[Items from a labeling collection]
::::
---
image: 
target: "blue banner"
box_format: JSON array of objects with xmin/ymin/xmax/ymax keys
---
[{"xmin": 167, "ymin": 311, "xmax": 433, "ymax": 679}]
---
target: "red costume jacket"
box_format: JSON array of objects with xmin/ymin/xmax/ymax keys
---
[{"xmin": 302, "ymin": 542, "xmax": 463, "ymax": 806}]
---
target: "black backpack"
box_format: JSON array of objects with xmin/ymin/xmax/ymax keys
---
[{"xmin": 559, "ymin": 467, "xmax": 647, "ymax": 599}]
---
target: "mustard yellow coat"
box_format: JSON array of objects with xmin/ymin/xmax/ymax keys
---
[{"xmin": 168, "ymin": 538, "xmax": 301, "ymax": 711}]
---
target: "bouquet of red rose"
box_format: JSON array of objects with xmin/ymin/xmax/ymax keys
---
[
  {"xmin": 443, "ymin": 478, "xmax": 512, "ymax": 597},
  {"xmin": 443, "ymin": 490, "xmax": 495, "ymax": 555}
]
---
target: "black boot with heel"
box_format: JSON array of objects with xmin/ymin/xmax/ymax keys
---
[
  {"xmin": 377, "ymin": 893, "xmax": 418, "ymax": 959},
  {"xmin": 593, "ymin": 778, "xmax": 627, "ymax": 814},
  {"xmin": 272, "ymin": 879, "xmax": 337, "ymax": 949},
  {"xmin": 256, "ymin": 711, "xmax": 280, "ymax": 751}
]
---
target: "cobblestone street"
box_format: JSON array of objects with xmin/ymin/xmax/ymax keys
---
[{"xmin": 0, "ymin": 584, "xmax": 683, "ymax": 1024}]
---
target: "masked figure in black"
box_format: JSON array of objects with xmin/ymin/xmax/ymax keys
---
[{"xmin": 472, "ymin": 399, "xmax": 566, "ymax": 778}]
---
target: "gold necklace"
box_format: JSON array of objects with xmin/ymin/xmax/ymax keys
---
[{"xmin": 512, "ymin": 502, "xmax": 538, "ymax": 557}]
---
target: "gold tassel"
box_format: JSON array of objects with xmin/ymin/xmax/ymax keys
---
::::
*Your goal*:
Reproduce the entries above exactly.

*Answer to this exercise*:
---
image: 
target: "blue banner"
box_format: JSON array of objects with xmin/ymin/xmax/ymax keys
---
[{"xmin": 167, "ymin": 311, "xmax": 433, "ymax": 679}]
---
target: "red costume jacket"
box_format: JSON array of objects with xmin/ymin/xmax/ymax keys
---
[{"xmin": 302, "ymin": 542, "xmax": 463, "ymax": 806}]
---
target: "black backpack"
box_format: JSON array of objects with xmin/ymin/xmax/ymax keys
---
[{"xmin": 559, "ymin": 467, "xmax": 647, "ymax": 599}]
---
target: "mustard yellow coat"
box_format: JSON array of objects with xmin/ymin/xmax/ymax keys
---
[{"xmin": 168, "ymin": 538, "xmax": 301, "ymax": 711}]
---
target: "bouquet of red rose"
box_format: JSON array of objects with xmin/ymin/xmax/ymax keys
---
[
  {"xmin": 443, "ymin": 478, "xmax": 512, "ymax": 597},
  {"xmin": 443, "ymin": 490, "xmax": 495, "ymax": 555}
]
---
target: "black boot with heel"
box_format: JSON array of objects with xmin/ymin/xmax/ymax keys
---
[
  {"xmin": 377, "ymin": 893, "xmax": 418, "ymax": 959},
  {"xmin": 593, "ymin": 778, "xmax": 627, "ymax": 814},
  {"xmin": 272, "ymin": 879, "xmax": 337, "ymax": 949},
  {"xmin": 256, "ymin": 711, "xmax": 280, "ymax": 751}
]
---
target: "cobblestone street"
box_format: JSON array of objects with xmin/ymin/xmax/ymax keys
---
[{"xmin": 0, "ymin": 584, "xmax": 683, "ymax": 1024}]
---
target: "masked figure in black"
box_format: JSON array of objects with xmin/ymin/xmax/ymax keys
---
[{"xmin": 472, "ymin": 399, "xmax": 566, "ymax": 778}]
---
target: "gold necklace"
box_format: JSON array of objects with xmin/ymin/xmax/ymax keys
---
[{"xmin": 512, "ymin": 502, "xmax": 538, "ymax": 557}]
---
target: "gold tassel"
box_format: JSON array of objects with xmin/ymin/xmax/ymax keys
---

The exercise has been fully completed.